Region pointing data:
──────

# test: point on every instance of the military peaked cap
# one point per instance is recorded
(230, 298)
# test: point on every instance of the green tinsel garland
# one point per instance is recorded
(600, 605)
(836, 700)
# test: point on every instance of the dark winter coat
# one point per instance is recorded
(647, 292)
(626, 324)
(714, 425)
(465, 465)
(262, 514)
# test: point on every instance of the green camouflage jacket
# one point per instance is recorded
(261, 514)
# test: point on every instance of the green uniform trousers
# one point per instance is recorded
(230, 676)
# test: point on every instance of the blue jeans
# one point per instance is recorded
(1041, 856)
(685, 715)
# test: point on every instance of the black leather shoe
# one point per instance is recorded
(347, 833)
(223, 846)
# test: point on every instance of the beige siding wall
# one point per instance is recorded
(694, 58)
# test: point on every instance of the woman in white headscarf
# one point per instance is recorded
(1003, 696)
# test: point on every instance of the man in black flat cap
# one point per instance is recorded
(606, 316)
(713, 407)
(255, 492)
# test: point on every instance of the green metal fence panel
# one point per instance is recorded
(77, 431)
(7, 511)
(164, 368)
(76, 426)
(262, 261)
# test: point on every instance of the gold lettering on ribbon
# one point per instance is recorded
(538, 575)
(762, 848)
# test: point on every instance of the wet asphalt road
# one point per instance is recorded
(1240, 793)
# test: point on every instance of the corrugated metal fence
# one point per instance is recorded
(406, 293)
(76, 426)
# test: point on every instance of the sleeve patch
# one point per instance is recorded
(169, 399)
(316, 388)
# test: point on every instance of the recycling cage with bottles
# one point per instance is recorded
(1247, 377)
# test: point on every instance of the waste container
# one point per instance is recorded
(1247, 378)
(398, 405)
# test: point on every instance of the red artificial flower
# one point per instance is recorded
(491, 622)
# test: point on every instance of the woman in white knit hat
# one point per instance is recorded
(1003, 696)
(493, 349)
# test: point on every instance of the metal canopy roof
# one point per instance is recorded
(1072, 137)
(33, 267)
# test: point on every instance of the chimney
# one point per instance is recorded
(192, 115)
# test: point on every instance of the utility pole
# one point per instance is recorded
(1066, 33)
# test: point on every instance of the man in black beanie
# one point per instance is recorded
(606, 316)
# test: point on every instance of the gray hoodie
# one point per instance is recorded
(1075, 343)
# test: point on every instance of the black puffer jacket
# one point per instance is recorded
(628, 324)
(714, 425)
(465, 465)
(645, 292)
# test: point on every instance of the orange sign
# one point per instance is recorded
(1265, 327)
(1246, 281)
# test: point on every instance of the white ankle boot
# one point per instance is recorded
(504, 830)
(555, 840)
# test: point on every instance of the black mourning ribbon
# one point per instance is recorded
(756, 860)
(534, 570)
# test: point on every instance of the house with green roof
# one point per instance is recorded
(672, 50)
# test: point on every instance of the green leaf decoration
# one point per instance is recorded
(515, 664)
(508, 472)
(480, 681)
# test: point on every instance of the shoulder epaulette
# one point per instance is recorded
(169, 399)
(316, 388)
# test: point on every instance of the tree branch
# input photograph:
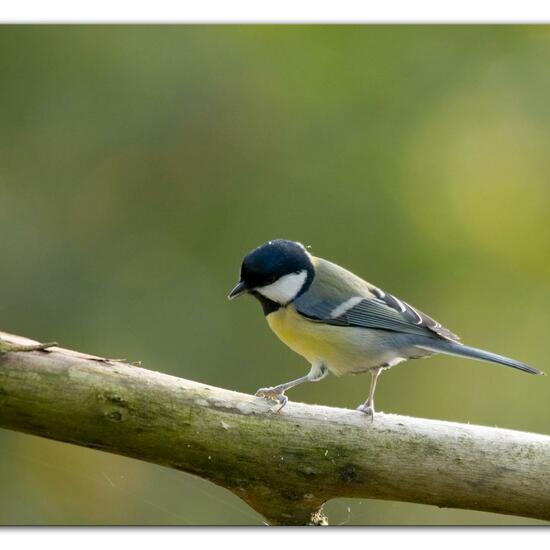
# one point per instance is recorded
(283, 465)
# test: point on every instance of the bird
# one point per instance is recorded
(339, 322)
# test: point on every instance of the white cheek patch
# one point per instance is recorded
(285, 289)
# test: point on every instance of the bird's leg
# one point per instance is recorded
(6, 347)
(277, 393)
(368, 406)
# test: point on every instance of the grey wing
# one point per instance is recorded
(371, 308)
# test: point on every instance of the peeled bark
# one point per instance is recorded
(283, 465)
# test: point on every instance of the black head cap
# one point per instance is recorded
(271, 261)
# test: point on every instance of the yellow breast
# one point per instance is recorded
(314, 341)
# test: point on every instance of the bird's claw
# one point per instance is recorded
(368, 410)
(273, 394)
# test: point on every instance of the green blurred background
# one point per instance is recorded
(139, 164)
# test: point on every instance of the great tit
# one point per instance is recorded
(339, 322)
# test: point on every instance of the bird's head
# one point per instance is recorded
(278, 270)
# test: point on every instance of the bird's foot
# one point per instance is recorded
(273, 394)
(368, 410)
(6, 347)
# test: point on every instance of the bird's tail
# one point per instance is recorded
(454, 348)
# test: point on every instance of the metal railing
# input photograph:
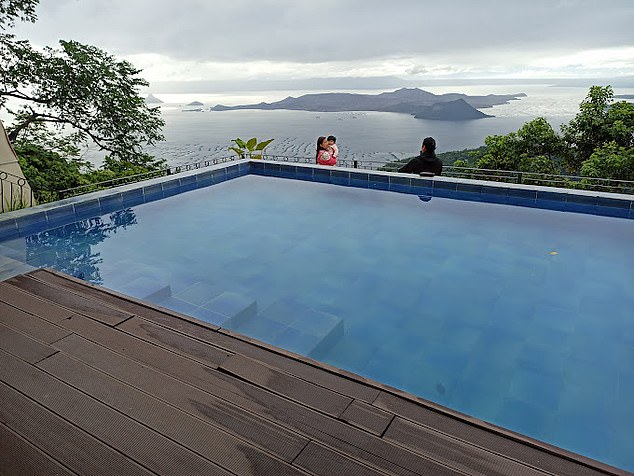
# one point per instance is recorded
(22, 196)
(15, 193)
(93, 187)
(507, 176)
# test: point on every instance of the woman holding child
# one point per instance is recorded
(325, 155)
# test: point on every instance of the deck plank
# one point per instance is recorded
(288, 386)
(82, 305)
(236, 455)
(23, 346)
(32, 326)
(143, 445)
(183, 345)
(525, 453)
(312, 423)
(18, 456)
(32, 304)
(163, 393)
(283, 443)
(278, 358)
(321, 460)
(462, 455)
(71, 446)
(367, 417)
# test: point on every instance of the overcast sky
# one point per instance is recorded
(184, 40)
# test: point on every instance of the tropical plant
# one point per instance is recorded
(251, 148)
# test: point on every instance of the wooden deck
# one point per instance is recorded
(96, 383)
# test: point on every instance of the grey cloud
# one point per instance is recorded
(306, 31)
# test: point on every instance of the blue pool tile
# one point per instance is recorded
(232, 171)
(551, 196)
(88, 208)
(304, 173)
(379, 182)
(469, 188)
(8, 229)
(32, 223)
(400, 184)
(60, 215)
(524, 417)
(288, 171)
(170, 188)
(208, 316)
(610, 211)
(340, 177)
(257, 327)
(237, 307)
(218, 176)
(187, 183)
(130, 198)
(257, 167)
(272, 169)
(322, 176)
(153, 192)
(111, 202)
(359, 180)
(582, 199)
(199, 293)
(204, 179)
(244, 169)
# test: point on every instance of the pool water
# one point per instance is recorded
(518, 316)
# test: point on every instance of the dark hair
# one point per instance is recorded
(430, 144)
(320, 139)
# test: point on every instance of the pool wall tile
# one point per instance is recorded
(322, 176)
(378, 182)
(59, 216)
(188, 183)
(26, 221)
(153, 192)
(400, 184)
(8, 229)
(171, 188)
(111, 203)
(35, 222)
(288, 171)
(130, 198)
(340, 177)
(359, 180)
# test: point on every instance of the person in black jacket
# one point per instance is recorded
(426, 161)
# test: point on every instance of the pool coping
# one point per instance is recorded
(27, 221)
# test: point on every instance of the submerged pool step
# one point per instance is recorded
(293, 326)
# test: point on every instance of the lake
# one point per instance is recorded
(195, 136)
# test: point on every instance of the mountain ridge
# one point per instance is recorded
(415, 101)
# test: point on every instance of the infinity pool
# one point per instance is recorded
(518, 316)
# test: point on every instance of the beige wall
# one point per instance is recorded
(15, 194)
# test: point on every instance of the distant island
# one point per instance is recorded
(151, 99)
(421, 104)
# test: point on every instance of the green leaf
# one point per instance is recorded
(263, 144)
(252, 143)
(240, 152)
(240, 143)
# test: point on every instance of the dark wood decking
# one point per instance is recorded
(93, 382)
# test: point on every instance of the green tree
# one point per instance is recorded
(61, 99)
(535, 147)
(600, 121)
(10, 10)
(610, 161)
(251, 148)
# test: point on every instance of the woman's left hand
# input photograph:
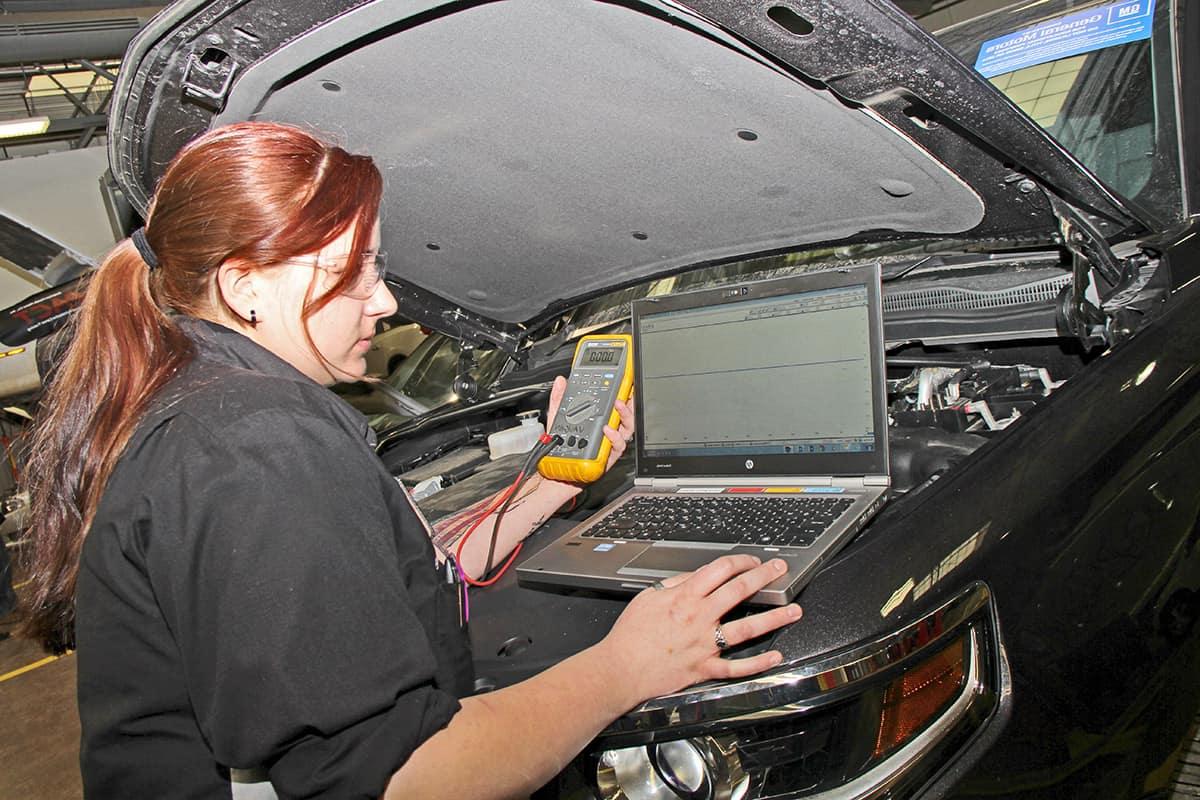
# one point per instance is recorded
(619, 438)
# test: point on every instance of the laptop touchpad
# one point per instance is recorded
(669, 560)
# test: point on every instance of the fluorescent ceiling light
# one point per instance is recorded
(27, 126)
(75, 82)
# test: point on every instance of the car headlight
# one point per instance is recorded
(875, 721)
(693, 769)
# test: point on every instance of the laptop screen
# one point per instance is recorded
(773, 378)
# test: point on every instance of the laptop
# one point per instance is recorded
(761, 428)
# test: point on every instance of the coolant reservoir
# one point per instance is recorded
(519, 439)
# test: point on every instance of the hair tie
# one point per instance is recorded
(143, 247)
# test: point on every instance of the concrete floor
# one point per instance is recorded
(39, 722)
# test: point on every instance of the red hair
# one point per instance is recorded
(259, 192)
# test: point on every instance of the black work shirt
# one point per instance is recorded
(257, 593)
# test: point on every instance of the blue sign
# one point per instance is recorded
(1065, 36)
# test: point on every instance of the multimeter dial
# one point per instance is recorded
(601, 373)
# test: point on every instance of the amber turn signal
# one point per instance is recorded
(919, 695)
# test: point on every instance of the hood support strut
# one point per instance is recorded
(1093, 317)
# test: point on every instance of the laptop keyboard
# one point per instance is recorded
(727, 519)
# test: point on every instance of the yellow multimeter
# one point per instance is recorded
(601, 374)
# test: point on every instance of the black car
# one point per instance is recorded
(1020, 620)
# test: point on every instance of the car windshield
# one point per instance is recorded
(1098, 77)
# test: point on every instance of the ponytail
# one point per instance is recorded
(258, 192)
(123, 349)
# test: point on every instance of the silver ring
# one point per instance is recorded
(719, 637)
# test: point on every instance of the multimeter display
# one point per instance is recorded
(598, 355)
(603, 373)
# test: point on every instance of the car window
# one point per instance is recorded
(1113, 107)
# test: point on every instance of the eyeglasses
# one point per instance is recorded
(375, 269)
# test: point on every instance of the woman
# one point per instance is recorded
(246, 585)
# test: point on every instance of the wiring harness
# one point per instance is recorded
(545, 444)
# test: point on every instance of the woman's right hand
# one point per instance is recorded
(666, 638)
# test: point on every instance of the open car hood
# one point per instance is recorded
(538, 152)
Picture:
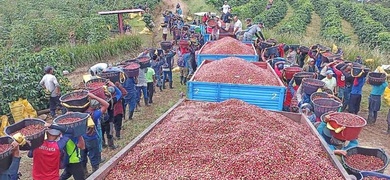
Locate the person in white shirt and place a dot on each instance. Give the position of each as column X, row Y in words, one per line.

──────

Work task
Which of the lines in the data hold the string "jacket"? Report each of them by copying it.

Result for this exercise
# test: point on every instance of the green camouflage jacket
# test: point on every instance of the black puffer jacket
# test: point on every instance of the person in black jacket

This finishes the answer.